BEGIN

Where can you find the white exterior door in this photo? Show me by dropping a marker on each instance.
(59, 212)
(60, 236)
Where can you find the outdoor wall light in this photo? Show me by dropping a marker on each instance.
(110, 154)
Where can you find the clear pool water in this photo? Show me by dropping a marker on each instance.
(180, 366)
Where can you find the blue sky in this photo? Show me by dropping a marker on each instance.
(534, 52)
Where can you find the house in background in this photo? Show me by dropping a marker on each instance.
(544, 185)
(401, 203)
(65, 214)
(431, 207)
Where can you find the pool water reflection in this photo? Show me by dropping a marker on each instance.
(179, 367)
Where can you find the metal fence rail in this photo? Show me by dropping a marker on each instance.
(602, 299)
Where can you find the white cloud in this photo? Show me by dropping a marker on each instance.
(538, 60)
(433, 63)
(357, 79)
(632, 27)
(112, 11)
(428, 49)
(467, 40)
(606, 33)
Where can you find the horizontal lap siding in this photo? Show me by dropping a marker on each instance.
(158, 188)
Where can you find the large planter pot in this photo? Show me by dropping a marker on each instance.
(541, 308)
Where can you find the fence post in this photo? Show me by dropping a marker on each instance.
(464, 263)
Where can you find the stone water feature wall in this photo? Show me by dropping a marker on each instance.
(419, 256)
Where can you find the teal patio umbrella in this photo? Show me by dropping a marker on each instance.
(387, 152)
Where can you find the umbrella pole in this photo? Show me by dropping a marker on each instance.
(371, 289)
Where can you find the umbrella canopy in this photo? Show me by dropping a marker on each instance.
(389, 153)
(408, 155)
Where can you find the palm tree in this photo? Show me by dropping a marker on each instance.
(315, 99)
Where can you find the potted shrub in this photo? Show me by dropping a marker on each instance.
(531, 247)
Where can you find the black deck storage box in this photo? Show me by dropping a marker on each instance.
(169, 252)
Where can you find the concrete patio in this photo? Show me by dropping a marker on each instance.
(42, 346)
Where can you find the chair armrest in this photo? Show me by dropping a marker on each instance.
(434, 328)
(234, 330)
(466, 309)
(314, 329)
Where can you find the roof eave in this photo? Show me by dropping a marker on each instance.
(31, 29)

END

→ What the task asks
Copy every line above without changing a single character.

→ In response
Where can you find the white exterior door in this photo? Show me by dropping a marker on each instance.
(59, 212)
(60, 236)
Where can you find the outdoor wall light in this photo? Show me by dropping a marker on each instance.
(110, 154)
Where can you find the clear pool water in this photo? Show me by dropping a marker on each instance.
(180, 366)
Where can you find the blue sky in this photo? Show me by dropping a marker on each instance.
(534, 52)
Where can you find the house in background in this photo? Show me by dropping a marker on each instance.
(544, 185)
(401, 203)
(65, 214)
(431, 207)
Where can you find the pool water reflection in this photo? Show me by dropping a marker on each instance.
(179, 367)
Where can you find the metal fence rail in this photo? Show me by dropping a marker on each instance.
(602, 299)
Where can you find the white cloud in this photo? Show me by dropping a marker on each instance.
(538, 60)
(433, 63)
(357, 79)
(632, 27)
(112, 11)
(428, 49)
(467, 40)
(606, 33)
Where can you find the horizontal lap siding in this photo? Show me by dropping a marker on each instance.
(158, 188)
Where can you find the large planter pot in this photo? Show me by dropping a marker on each instance.
(541, 308)
Where can you find the fence post in this photo? Show me by dropping a marker on each instance.
(464, 263)
Where can you find the stone water feature wall in this photo? Show me by dropping a marker on each instance.
(419, 256)
Where can you find the teal patio umbrella in this photo? Show me by dropping a marker on each instance.
(387, 152)
Where can you find the umbrella pole in this photo? Show me by dropping a marker on each instance.
(371, 289)
Where can you find the umbrella canopy in this photo? Show me by dropping a marker on each instance.
(389, 153)
(408, 155)
Where can you find the palm tree in this photo? Show me by dropping a marker on each instance.
(315, 99)
Where can you find the potted shrub in this photo? Show me by dropping a marker on each instance.
(531, 247)
Where can you find the black deck storage box in this photo? Show me by dropping a marker on each instance.
(169, 252)
Where can you find the concrete patio in this photo? Show me by dropping a marker on each instance.
(42, 346)
Where can you find the chair armrest in this photo? Show me by dropping a marker on each instance.
(434, 328)
(234, 330)
(466, 309)
(314, 329)
Where can you find the roof eave in this photo? Show me by dropping a marker on each instance.
(31, 29)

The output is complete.